▸ **WRITTEN EXERCISE**:
Nothing but the lines from the one containing "the white sneaker" through the last line should be written out, please, exactly as they stand.

MATERIAL SUPPLIED start

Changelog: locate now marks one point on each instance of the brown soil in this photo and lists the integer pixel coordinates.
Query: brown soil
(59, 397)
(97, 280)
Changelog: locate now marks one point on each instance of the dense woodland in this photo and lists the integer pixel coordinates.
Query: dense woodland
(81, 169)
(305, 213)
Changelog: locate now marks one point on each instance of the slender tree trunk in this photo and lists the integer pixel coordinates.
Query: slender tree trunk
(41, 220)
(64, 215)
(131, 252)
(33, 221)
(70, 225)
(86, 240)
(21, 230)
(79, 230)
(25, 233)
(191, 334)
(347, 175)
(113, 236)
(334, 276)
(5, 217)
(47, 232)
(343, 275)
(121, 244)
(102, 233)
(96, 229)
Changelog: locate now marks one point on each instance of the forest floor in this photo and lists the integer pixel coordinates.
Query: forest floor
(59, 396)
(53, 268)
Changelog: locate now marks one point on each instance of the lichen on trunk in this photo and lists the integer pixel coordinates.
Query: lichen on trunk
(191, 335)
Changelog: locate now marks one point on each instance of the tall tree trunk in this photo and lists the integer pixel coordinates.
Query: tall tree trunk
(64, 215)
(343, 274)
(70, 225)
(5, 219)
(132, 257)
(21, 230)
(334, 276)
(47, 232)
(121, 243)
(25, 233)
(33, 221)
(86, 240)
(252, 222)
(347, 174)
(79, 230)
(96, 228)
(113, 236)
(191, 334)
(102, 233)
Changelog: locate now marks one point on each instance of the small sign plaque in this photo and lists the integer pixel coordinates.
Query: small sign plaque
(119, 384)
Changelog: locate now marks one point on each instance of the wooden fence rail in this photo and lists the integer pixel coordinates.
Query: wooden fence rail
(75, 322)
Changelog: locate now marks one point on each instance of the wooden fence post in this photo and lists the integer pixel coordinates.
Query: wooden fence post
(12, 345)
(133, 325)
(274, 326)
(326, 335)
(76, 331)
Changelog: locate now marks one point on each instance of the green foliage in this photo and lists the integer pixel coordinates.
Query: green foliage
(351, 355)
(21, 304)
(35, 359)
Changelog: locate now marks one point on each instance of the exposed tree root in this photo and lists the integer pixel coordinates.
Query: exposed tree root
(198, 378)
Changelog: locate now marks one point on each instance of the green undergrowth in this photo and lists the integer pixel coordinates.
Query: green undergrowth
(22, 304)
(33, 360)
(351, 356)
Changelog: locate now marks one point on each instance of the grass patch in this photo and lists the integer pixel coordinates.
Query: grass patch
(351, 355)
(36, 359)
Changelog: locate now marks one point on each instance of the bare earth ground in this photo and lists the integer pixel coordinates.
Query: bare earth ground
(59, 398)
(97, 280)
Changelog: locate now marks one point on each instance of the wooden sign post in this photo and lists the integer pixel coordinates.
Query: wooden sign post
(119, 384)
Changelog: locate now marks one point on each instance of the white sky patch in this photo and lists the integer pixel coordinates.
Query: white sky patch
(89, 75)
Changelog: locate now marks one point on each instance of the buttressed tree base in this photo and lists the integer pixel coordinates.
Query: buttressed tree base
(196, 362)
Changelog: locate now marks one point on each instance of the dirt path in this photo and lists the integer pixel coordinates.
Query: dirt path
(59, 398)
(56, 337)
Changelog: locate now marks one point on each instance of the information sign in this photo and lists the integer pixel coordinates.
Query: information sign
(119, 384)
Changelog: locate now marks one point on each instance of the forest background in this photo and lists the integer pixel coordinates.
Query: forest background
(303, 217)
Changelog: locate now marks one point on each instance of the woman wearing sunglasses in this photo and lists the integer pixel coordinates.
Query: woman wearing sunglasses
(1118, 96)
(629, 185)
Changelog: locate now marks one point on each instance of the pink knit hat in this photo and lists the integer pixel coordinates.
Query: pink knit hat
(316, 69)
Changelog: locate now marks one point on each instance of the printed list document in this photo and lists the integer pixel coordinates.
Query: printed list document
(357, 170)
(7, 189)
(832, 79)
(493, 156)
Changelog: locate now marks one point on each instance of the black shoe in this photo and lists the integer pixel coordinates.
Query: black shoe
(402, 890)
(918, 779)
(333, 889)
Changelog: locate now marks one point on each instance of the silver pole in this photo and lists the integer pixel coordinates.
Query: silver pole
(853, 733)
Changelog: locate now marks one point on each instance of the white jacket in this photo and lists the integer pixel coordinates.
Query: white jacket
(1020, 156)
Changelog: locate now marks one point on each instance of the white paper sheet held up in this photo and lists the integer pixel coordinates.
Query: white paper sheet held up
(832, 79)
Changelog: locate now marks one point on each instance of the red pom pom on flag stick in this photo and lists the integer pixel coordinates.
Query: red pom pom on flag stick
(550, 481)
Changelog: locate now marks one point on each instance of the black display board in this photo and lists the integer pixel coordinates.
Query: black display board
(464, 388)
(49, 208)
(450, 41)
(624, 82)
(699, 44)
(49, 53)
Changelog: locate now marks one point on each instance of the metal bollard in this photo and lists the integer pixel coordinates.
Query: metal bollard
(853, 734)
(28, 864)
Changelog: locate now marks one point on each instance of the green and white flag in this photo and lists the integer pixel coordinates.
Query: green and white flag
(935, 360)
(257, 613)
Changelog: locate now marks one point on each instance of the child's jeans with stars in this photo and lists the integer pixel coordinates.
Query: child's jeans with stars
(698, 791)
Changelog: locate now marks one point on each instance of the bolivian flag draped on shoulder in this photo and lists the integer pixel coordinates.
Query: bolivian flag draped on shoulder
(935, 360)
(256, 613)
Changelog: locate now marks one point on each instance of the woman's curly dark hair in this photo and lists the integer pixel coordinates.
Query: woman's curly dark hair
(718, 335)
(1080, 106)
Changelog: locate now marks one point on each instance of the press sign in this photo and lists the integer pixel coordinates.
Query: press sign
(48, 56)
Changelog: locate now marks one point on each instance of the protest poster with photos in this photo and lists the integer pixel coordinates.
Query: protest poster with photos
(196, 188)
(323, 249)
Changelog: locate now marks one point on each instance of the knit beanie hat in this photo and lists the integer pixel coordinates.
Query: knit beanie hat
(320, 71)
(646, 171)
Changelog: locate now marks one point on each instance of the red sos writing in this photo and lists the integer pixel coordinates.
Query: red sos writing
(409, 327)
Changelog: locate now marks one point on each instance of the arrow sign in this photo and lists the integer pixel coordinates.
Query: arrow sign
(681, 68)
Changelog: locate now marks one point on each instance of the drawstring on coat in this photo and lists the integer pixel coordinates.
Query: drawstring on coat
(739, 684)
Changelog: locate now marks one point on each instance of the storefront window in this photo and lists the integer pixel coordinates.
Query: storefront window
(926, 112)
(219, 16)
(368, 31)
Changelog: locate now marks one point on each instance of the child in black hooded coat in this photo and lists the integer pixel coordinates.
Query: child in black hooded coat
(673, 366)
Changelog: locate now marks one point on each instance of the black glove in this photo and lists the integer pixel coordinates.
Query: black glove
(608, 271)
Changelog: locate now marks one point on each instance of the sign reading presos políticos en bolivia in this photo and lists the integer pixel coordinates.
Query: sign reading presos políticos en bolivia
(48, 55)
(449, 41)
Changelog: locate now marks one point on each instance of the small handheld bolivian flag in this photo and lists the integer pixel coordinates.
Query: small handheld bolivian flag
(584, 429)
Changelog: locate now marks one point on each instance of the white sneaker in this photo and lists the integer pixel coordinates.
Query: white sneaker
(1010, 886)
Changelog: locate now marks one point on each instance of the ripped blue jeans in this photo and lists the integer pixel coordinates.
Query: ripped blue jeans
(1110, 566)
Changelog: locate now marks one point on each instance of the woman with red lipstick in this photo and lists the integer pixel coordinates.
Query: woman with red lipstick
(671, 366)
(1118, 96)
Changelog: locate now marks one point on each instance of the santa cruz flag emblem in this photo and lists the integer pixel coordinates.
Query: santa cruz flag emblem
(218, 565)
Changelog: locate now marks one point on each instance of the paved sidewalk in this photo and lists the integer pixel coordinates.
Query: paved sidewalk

MATERIAL SUPPLIED end

▸ **WRITTEN ANSWER**:
Changelog: locate now marks one point on each instance of the white sneaker in this photo and lists the integer pixel coordinates.
Query: white sneaker
(1010, 886)
Changelog: locate now marks one point on each instance of the ripped blue jeans in this photo and lists the integer pixel coordinates.
Query: ripped blue jeans
(1110, 566)
Changelog: locate now marks one point on each instance of the woman with red lipstick in this photo and lists the integer pixel coordinates.
Query: woman with red lipstick
(671, 366)
(1118, 96)
Changelog: locate now marks one point on each instance of the santa cruz flag emblem in this photo and lists the integer pixel coordinates.
Query: santa cruz flag emblem
(218, 565)
Changelog: locate now marks one point on each instance of the paved sidewalk in this photo and lists the integer pixel coordinates.
Query: paved sidewalk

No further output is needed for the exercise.